Mask labeling examples:
▼

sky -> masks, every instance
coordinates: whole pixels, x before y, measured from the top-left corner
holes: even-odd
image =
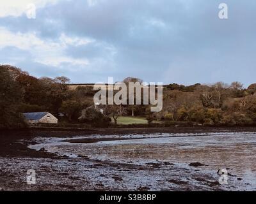
[[[256,1],[0,0],[0,64],[72,83],[246,87],[256,82]]]

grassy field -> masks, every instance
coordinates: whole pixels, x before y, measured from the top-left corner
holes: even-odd
[[[114,122],[112,119],[112,122]],[[129,125],[132,124],[147,124],[148,121],[144,117],[119,117],[117,119],[118,124]]]

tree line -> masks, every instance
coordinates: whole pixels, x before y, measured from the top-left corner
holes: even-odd
[[[125,84],[143,80],[128,77]],[[163,108],[150,112],[149,105],[99,106],[93,103],[92,87],[68,88],[65,76],[38,78],[10,65],[0,66],[0,128],[26,126],[22,113],[50,112],[62,123],[86,123],[108,126],[112,117],[141,116],[148,123],[179,122],[200,125],[256,124],[256,84],[247,89],[235,82],[186,86],[171,84],[163,87]],[[104,110],[102,114],[102,110]]]

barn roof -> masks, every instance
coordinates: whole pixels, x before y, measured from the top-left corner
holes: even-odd
[[[49,112],[24,113],[27,120],[40,120]]]

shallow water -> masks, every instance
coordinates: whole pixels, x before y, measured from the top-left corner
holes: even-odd
[[[44,147],[49,152],[73,158],[85,156],[140,165],[168,162],[188,170],[195,168],[188,166],[190,163],[200,162],[207,165],[200,167],[202,173],[214,175],[219,169],[227,169],[232,183],[231,189],[256,189],[256,133],[93,135],[73,139],[113,137],[131,140],[71,143],[63,142],[67,138],[38,138],[39,143],[30,147],[36,150]],[[236,182],[237,178],[243,182]]]

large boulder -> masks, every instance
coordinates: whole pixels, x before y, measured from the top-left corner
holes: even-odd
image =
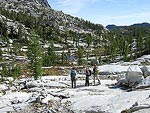
[[[144,79],[143,72],[141,71],[140,67],[137,65],[129,66],[126,79],[129,86],[139,84]]]

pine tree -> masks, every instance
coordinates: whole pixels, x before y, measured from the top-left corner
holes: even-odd
[[[81,47],[79,47],[78,48],[78,64],[79,65],[83,64],[82,57],[83,57],[83,51],[82,51]]]
[[[34,79],[42,76],[42,49],[39,44],[38,36],[32,35],[28,45],[28,58],[30,60],[30,68]]]

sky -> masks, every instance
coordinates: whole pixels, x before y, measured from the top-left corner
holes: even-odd
[[[150,0],[48,0],[51,7],[107,26],[150,23]]]

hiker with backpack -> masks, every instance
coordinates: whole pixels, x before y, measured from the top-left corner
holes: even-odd
[[[73,67],[71,70],[71,87],[72,88],[76,88],[76,75],[77,75],[77,71]]]
[[[98,74],[99,74],[98,67],[97,67],[97,65],[96,65],[96,64],[94,64],[94,68],[93,68],[94,86],[95,86],[95,79],[97,79],[97,80],[98,80],[98,84],[99,84],[99,85],[101,84],[101,82],[100,82],[100,78],[99,78]]]
[[[86,78],[85,78],[85,86],[89,86],[89,76],[91,76],[91,70],[87,67],[86,70],[85,70],[85,75],[86,75]]]

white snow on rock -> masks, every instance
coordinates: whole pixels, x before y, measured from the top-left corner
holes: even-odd
[[[128,84],[138,84],[144,80],[143,72],[137,65],[129,66],[126,74]]]
[[[102,65],[98,66],[99,72],[109,72],[109,73],[122,73],[127,72],[129,66],[122,66],[122,65]]]

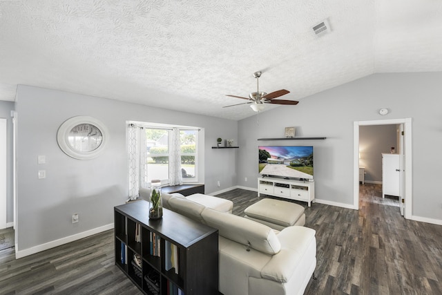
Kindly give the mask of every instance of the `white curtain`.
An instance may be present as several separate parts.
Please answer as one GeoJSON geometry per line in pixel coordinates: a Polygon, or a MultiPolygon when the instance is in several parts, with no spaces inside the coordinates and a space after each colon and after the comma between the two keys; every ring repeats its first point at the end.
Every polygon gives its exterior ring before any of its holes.
{"type": "Polygon", "coordinates": [[[137,198],[140,187],[147,187],[147,150],[146,133],[142,127],[128,125],[129,198],[137,198]]]}
{"type": "Polygon", "coordinates": [[[182,184],[182,173],[181,173],[181,140],[180,129],[172,129],[171,144],[169,146],[169,181],[170,185],[182,184]]]}

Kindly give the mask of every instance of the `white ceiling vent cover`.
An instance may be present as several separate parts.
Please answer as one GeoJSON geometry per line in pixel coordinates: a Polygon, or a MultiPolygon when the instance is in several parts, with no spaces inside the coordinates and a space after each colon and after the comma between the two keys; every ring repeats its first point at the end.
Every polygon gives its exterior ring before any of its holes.
{"type": "Polygon", "coordinates": [[[332,30],[330,29],[330,25],[327,19],[324,19],[323,21],[314,26],[312,29],[317,37],[328,34],[332,30]]]}

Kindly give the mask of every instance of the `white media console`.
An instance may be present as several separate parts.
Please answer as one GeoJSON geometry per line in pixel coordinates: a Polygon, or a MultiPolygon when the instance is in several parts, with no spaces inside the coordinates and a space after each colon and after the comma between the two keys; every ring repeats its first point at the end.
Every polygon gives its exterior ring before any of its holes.
{"type": "Polygon", "coordinates": [[[258,197],[260,193],[305,201],[311,206],[315,202],[315,183],[278,178],[260,177],[258,178],[258,197]]]}

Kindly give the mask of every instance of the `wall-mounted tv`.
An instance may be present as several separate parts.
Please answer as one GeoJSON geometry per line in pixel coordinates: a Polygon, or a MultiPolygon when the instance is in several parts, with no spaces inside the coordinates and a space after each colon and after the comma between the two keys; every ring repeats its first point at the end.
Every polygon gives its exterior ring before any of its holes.
{"type": "Polygon", "coordinates": [[[313,146],[259,146],[260,174],[313,179],[313,146]]]}

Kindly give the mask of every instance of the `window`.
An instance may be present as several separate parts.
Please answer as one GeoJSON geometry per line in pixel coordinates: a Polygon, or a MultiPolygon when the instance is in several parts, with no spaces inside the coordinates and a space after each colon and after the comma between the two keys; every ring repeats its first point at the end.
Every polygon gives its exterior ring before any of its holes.
{"type": "MultiPolygon", "coordinates": [[[[162,183],[168,182],[169,178],[169,158],[173,149],[170,129],[145,128],[146,149],[147,151],[147,181],[160,179],[162,183]]],[[[197,129],[180,130],[180,152],[181,173],[183,182],[198,181],[198,138],[197,129]]]]}
{"type": "Polygon", "coordinates": [[[146,128],[147,182],[169,178],[169,133],[166,129],[146,128]]]}
{"type": "Polygon", "coordinates": [[[198,130],[180,130],[181,173],[182,182],[196,181],[198,130]]]}

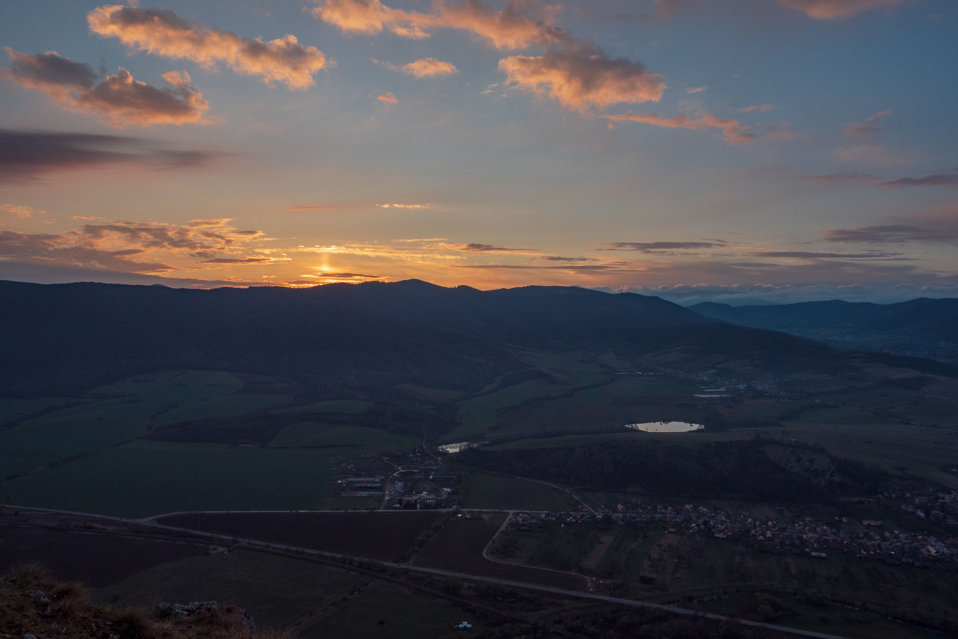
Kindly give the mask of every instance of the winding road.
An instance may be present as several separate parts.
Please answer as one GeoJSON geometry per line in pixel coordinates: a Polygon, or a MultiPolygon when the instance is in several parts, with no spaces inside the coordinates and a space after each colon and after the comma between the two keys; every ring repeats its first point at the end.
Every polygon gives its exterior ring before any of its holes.
{"type": "MultiPolygon", "coordinates": [[[[762,622],[749,621],[747,619],[738,619],[735,617],[726,617],[724,615],[717,615],[709,612],[699,612],[698,610],[693,610],[691,608],[683,608],[677,605],[669,605],[666,604],[653,604],[651,602],[642,602],[634,599],[623,599],[621,597],[612,597],[609,595],[601,595],[593,592],[583,592],[580,590],[566,590],[564,588],[554,588],[548,585],[537,585],[535,583],[525,583],[523,582],[512,582],[504,579],[497,579],[493,577],[480,577],[478,575],[468,575],[467,573],[459,573],[451,570],[443,570],[440,568],[424,568],[422,566],[416,566],[408,563],[395,563],[393,561],[381,561],[377,559],[369,559],[366,558],[352,557],[349,555],[342,555],[339,553],[328,553],[320,550],[312,550],[311,548],[301,548],[298,546],[287,546],[281,543],[271,543],[267,541],[260,541],[258,539],[246,539],[242,537],[235,537],[229,535],[220,535],[217,533],[207,533],[205,531],[191,530],[189,528],[179,528],[177,526],[167,526],[165,524],[159,524],[153,521],[153,519],[167,516],[167,514],[181,514],[180,513],[166,513],[158,514],[152,517],[147,517],[144,519],[125,519],[124,517],[114,517],[108,514],[97,514],[94,513],[80,513],[77,511],[62,511],[51,508],[36,508],[31,506],[4,506],[3,508],[9,508],[11,510],[16,511],[26,511],[32,513],[50,513],[55,514],[70,514],[80,517],[89,517],[94,519],[103,519],[106,521],[115,521],[119,523],[128,524],[128,525],[138,525],[147,526],[149,528],[155,528],[163,531],[175,532],[179,534],[186,534],[194,536],[205,537],[208,539],[214,539],[217,541],[228,541],[231,544],[243,544],[244,546],[251,548],[258,548],[262,550],[274,550],[280,552],[296,553],[298,555],[311,555],[314,557],[323,557],[335,559],[361,559],[364,561],[371,561],[381,566],[386,566],[389,568],[399,568],[402,570],[411,570],[420,573],[428,573],[432,575],[442,575],[444,577],[455,577],[458,579],[468,579],[474,582],[487,582],[490,583],[498,583],[500,585],[511,586],[514,588],[525,588],[527,590],[537,590],[540,592],[548,592],[557,595],[563,595],[566,597],[574,597],[577,599],[590,599],[600,602],[606,602],[609,604],[618,604],[621,605],[631,605],[634,607],[643,608],[652,608],[655,610],[664,610],[666,612],[672,612],[673,614],[679,615],[689,615],[693,617],[700,617],[704,619],[712,619],[715,621],[730,622],[733,624],[739,624],[741,626],[748,626],[751,628],[761,628],[768,630],[774,630],[776,632],[785,632],[787,634],[794,634],[803,637],[815,637],[816,639],[846,639],[834,634],[825,634],[824,632],[815,632],[813,630],[802,630],[795,628],[788,628],[786,626],[776,626],[774,624],[764,624],[762,622]]],[[[238,511],[208,511],[205,513],[236,513],[238,511]]],[[[247,512],[247,511],[243,511],[247,512]]],[[[256,511],[258,513],[321,513],[322,511],[256,511]]],[[[335,513],[340,513],[341,511],[332,511],[335,513]]],[[[495,511],[501,512],[501,511],[495,511]]],[[[190,512],[191,513],[197,513],[195,511],[190,512]]],[[[202,513],[199,513],[200,514],[202,513]]]]}

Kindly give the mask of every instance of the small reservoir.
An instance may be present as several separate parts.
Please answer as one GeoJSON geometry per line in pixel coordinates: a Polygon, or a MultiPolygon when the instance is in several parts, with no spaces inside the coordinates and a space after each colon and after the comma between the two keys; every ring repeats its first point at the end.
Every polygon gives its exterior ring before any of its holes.
{"type": "Polygon", "coordinates": [[[705,428],[700,423],[689,423],[688,422],[648,422],[646,423],[627,423],[627,428],[641,430],[647,433],[687,433],[692,430],[702,430],[705,428]]]}

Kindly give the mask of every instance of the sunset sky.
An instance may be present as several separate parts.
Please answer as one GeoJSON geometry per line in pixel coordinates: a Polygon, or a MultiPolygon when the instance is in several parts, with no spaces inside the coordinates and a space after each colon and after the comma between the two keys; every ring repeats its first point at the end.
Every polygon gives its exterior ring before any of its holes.
{"type": "Polygon", "coordinates": [[[958,297],[956,34],[954,0],[8,0],[0,279],[958,297]]]}

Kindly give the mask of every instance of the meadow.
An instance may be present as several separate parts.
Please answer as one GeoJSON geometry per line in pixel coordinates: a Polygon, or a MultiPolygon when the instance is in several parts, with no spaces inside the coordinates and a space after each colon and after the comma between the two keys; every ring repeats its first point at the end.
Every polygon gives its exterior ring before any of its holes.
{"type": "Polygon", "coordinates": [[[10,503],[144,517],[176,511],[316,508],[329,453],[139,441],[17,477],[10,503]]]}
{"type": "Polygon", "coordinates": [[[379,428],[304,422],[284,426],[267,445],[274,448],[341,447],[343,450],[338,452],[358,455],[408,450],[422,445],[422,442],[415,437],[379,428]]]}

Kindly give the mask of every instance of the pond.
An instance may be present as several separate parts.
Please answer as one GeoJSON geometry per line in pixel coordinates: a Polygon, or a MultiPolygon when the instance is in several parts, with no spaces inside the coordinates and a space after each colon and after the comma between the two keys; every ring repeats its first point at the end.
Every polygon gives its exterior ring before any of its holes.
{"type": "Polygon", "coordinates": [[[646,423],[627,423],[627,428],[642,430],[647,433],[687,433],[692,430],[702,430],[705,428],[700,423],[689,423],[688,422],[648,422],[646,423]]]}
{"type": "Polygon", "coordinates": [[[467,450],[468,448],[475,448],[481,446],[487,442],[459,442],[458,444],[445,444],[439,446],[440,452],[459,452],[460,450],[467,450]]]}

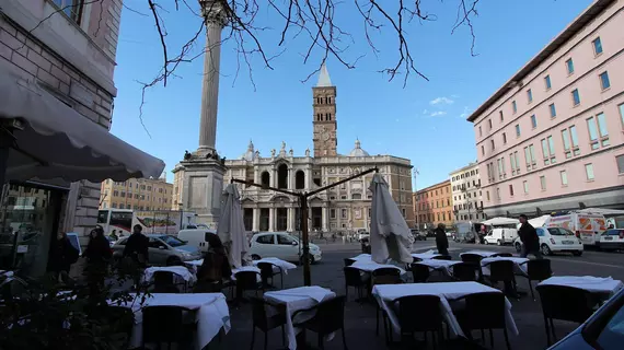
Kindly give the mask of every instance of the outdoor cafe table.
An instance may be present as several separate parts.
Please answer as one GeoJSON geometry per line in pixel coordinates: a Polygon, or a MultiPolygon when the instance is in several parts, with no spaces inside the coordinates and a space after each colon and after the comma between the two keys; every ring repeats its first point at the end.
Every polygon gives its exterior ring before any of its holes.
{"type": "Polygon", "coordinates": [[[488,265],[494,261],[511,261],[513,262],[513,269],[517,275],[528,276],[529,271],[527,268],[527,262],[529,261],[528,258],[520,258],[520,257],[506,257],[506,256],[497,256],[490,258],[484,258],[481,260],[481,270],[483,275],[489,276],[489,267],[488,265]]]}
{"type": "Polygon", "coordinates": [[[489,250],[469,250],[469,252],[464,252],[464,253],[460,254],[460,256],[462,256],[464,254],[481,255],[484,258],[489,258],[489,257],[492,257],[498,253],[497,252],[489,252],[489,250]]]}
{"type": "Polygon", "coordinates": [[[611,277],[553,276],[538,285],[567,285],[586,290],[602,300],[608,300],[624,288],[624,283],[611,277]]]}
{"type": "Polygon", "coordinates": [[[430,269],[435,270],[435,271],[440,271],[442,273],[444,273],[446,276],[453,276],[452,271],[451,271],[451,267],[455,264],[460,264],[462,261],[458,261],[458,260],[436,260],[436,259],[429,259],[429,260],[423,260],[423,261],[418,261],[415,264],[420,264],[420,265],[425,265],[428,266],[430,269]]]}
{"type": "MultiPolygon", "coordinates": [[[[323,301],[333,298],[336,298],[336,293],[317,285],[299,287],[264,293],[264,299],[266,301],[274,304],[286,305],[286,334],[288,335],[288,349],[290,350],[297,349],[297,334],[299,332],[299,329],[296,329],[292,326],[292,314],[299,310],[310,308],[323,301]]],[[[309,313],[300,313],[294,322],[301,323],[305,319],[310,319],[312,316],[314,315],[309,313]]]]}
{"type": "MultiPolygon", "coordinates": [[[[502,293],[497,289],[477,282],[378,284],[372,289],[372,295],[375,298],[380,307],[383,308],[388,314],[394,331],[398,334],[401,332],[401,328],[398,325],[398,318],[394,313],[393,307],[395,300],[402,296],[412,295],[439,296],[442,315],[446,323],[449,325],[449,329],[453,336],[464,336],[464,334],[455,318],[455,315],[453,314],[449,302],[452,302],[454,299],[459,299],[465,295],[484,292],[502,293]]],[[[516,327],[516,322],[511,315],[511,303],[509,300],[507,300],[507,298],[505,299],[505,323],[507,325],[507,329],[511,334],[518,335],[518,328],[516,327]]],[[[427,315],[414,315],[414,317],[427,317],[427,315]]]]}
{"type": "Polygon", "coordinates": [[[230,311],[222,293],[171,294],[152,293],[141,305],[139,295],[135,303],[122,303],[120,306],[131,307],[135,313],[135,326],[130,338],[129,349],[142,345],[143,319],[141,308],[146,306],[182,306],[196,311],[197,331],[195,332],[195,349],[204,349],[221,328],[230,331],[230,311]]]}

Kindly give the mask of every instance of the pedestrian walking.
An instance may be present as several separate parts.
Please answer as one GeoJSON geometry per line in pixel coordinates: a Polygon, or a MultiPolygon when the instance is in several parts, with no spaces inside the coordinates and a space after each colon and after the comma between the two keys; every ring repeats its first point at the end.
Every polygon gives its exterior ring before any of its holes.
{"type": "Polygon", "coordinates": [[[86,258],[83,273],[86,276],[92,294],[97,294],[104,288],[104,280],[108,275],[108,264],[113,253],[102,228],[91,230],[90,235],[86,249],[82,254],[82,257],[86,258]]]}
{"type": "Polygon", "coordinates": [[[57,234],[53,245],[50,270],[55,273],[56,281],[60,279],[63,283],[69,284],[71,283],[69,270],[71,269],[71,265],[78,261],[80,253],[73,247],[71,242],[69,242],[65,232],[57,234]]]}
{"type": "MultiPolygon", "coordinates": [[[[197,283],[193,289],[195,293],[219,293],[223,289],[223,280],[232,278],[231,261],[228,260],[223,243],[216,234],[208,234],[207,240],[208,252],[197,270],[197,283]]],[[[242,299],[242,290],[238,296],[242,299]]]]}
{"type": "Polygon", "coordinates": [[[447,232],[444,231],[444,224],[439,223],[436,229],[436,246],[438,247],[438,254],[449,255],[449,238],[447,237],[447,232]]]}
{"type": "Polygon", "coordinates": [[[520,256],[525,258],[529,254],[533,254],[535,258],[541,259],[542,253],[540,253],[540,237],[538,237],[538,231],[529,223],[524,214],[520,215],[520,223],[522,224],[518,231],[520,241],[522,241],[522,253],[520,256]]]}

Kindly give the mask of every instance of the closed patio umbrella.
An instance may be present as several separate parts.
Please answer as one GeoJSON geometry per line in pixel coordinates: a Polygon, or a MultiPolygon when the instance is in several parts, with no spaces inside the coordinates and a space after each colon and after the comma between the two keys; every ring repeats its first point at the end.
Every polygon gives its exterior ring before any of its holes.
{"type": "Polygon", "coordinates": [[[230,264],[235,268],[242,266],[242,257],[249,250],[240,199],[236,186],[228,185],[223,191],[224,207],[217,226],[217,235],[223,242],[230,264]]]}
{"type": "Polygon", "coordinates": [[[392,199],[388,184],[380,174],[374,174],[369,189],[372,191],[370,221],[371,258],[378,264],[389,259],[397,262],[412,262],[409,254],[414,236],[392,199]]]}

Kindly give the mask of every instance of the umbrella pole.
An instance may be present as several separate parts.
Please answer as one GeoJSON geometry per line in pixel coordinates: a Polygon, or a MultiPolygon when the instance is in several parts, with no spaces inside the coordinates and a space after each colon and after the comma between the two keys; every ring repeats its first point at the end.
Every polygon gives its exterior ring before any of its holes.
{"type": "Polygon", "coordinates": [[[303,241],[303,285],[312,284],[310,276],[310,235],[308,234],[308,197],[299,196],[301,200],[301,235],[303,241]]]}

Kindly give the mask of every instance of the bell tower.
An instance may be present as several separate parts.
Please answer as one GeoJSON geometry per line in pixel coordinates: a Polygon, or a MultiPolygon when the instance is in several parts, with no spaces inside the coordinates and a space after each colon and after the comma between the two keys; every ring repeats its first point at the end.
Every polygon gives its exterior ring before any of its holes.
{"type": "Polygon", "coordinates": [[[338,139],[336,131],[336,86],[332,85],[327,67],[323,62],[319,73],[319,82],[312,88],[314,110],[312,125],[314,126],[314,158],[336,156],[338,139]]]}

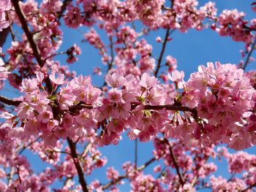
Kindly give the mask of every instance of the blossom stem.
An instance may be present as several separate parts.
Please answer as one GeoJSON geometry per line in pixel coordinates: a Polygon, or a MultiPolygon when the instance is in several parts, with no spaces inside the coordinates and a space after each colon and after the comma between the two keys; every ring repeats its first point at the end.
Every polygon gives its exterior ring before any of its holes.
{"type": "Polygon", "coordinates": [[[158,58],[157,69],[156,69],[156,71],[154,72],[154,76],[155,76],[155,77],[157,76],[157,74],[158,74],[158,72],[159,72],[159,70],[160,69],[160,66],[161,66],[161,63],[162,63],[162,57],[163,57],[163,55],[164,55],[164,53],[165,53],[165,47],[166,47],[166,44],[167,44],[167,42],[169,35],[170,35],[170,28],[168,28],[166,30],[165,37],[165,40],[164,40],[164,42],[163,42],[163,43],[162,43],[162,50],[161,50],[161,53],[160,53],[160,55],[159,55],[159,58],[158,58]]]}
{"type": "Polygon", "coordinates": [[[69,137],[67,138],[67,140],[70,148],[71,156],[73,158],[73,161],[78,172],[79,183],[81,185],[83,191],[88,192],[89,191],[87,188],[87,183],[83,177],[83,171],[80,164],[78,153],[76,152],[75,144],[69,137]]]}
{"type": "Polygon", "coordinates": [[[244,65],[243,66],[243,69],[244,70],[245,70],[245,68],[246,67],[247,64],[249,62],[249,58],[250,58],[250,57],[251,57],[251,55],[252,54],[253,50],[255,50],[255,45],[256,45],[256,37],[255,37],[255,41],[254,41],[254,42],[252,44],[252,46],[251,47],[251,50],[250,50],[250,51],[249,51],[249,54],[247,55],[247,58],[246,58],[246,61],[244,63],[244,65]]]}

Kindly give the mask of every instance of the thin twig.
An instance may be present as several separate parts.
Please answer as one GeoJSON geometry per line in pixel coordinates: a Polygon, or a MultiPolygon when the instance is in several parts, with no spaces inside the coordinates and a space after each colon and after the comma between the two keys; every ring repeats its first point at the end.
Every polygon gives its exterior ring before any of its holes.
{"type": "Polygon", "coordinates": [[[256,45],[256,37],[255,37],[255,41],[254,41],[254,42],[252,44],[252,46],[251,47],[251,50],[250,50],[250,51],[249,51],[249,54],[247,55],[247,58],[246,58],[246,61],[244,63],[244,66],[242,68],[244,70],[245,70],[245,68],[246,67],[247,64],[249,64],[249,58],[250,58],[250,57],[251,57],[251,55],[252,54],[253,50],[255,50],[255,45],[256,45]]]}
{"type": "Polygon", "coordinates": [[[176,170],[176,172],[178,174],[178,179],[180,180],[180,183],[181,184],[181,185],[183,186],[184,185],[184,180],[179,171],[179,167],[178,167],[178,163],[177,163],[177,160],[176,160],[176,158],[173,153],[173,147],[170,145],[169,141],[167,139],[165,139],[164,140],[169,146],[169,152],[170,152],[170,158],[172,158],[173,160],[173,165],[174,165],[174,167],[175,167],[175,169],[176,170]]]}
{"type": "Polygon", "coordinates": [[[154,72],[154,76],[155,76],[155,77],[157,76],[158,72],[159,72],[159,69],[160,69],[160,66],[161,66],[161,63],[162,63],[162,57],[163,57],[164,53],[165,53],[165,47],[166,47],[166,44],[167,44],[167,42],[169,35],[170,35],[170,28],[168,28],[166,30],[165,37],[165,40],[164,40],[164,42],[163,42],[163,43],[162,43],[161,53],[160,53],[160,55],[159,55],[159,57],[158,61],[157,61],[157,69],[156,69],[156,71],[154,72]]]}
{"type": "Polygon", "coordinates": [[[76,145],[69,137],[67,138],[67,140],[70,148],[71,156],[73,158],[73,161],[78,172],[79,183],[81,185],[83,191],[88,192],[89,191],[87,188],[87,183],[84,179],[83,171],[80,164],[78,153],[76,152],[76,145]]]}
{"type": "Polygon", "coordinates": [[[3,96],[0,96],[0,102],[8,105],[13,105],[15,107],[18,107],[21,103],[20,101],[12,100],[3,96]]]}
{"type": "Polygon", "coordinates": [[[243,189],[243,190],[241,190],[239,191],[239,192],[245,192],[245,191],[247,191],[248,190],[254,188],[254,187],[256,187],[256,183],[255,183],[254,184],[249,185],[248,188],[245,188],[245,189],[243,189]]]}
{"type": "MultiPolygon", "coordinates": [[[[156,161],[156,158],[153,157],[150,160],[148,160],[147,162],[146,162],[143,165],[140,166],[138,169],[135,169],[134,172],[135,171],[143,171],[145,168],[146,168],[148,166],[149,166],[151,164],[152,164],[154,161],[156,161]]],[[[105,185],[102,186],[102,190],[107,190],[110,187],[111,187],[113,185],[116,185],[118,183],[119,181],[124,180],[124,179],[127,179],[128,176],[127,175],[121,175],[119,176],[116,180],[111,180],[110,182],[108,183],[105,185]]]]}
{"type": "Polygon", "coordinates": [[[135,169],[137,169],[137,164],[138,164],[138,138],[135,140],[135,169]]]}

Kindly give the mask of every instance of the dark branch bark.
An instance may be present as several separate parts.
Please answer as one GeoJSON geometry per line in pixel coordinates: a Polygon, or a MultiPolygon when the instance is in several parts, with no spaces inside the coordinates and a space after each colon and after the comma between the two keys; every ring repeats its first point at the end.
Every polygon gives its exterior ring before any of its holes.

▲

* _WHAT TO WORK ON_
Rewrite the listing from its start through the line containing "[[[49,112],[24,113],[27,120],[40,120]]]", replacing "grassy field" with "open meadow" and leaving everything else unchanged. Omit the pictures from your answer.

* _REPLY TO THE EXERCISE_
sky -> masks, every instance
coordinates: whole pixels, x before y, measured from the top-left corner
holes: even-odd
image =
[[[256,1],[0,0],[0,64],[72,83],[246,87],[256,82]]]

open meadow -> masks, every instance
coordinates: whole pixels, x before y, measured from the top-left corner
holes: even-odd
[[[114,122],[112,119],[112,122]],[[129,125],[132,124],[147,124],[148,121],[144,117],[119,117],[117,119],[118,124]]]

tree line -> masks, every instance
coordinates: whole pixels, x before y, measured from the top-left corner
holes: even-odd
[[[125,84],[143,80],[128,77]],[[163,108],[150,112],[149,105],[99,106],[93,103],[92,87],[68,88],[65,76],[38,78],[10,65],[0,66],[0,128],[26,126],[22,113],[50,112],[62,123],[86,123],[108,126],[112,117],[141,116],[148,123],[179,122],[200,125],[256,124],[256,84],[247,89],[235,82],[186,86],[171,84],[163,87]],[[104,110],[102,114],[102,110]]]

barn roof -> masks, every instance
coordinates: whole pixels, x before y, measured from the top-left corner
holes: even-odd
[[[49,112],[24,113],[27,120],[40,120]]]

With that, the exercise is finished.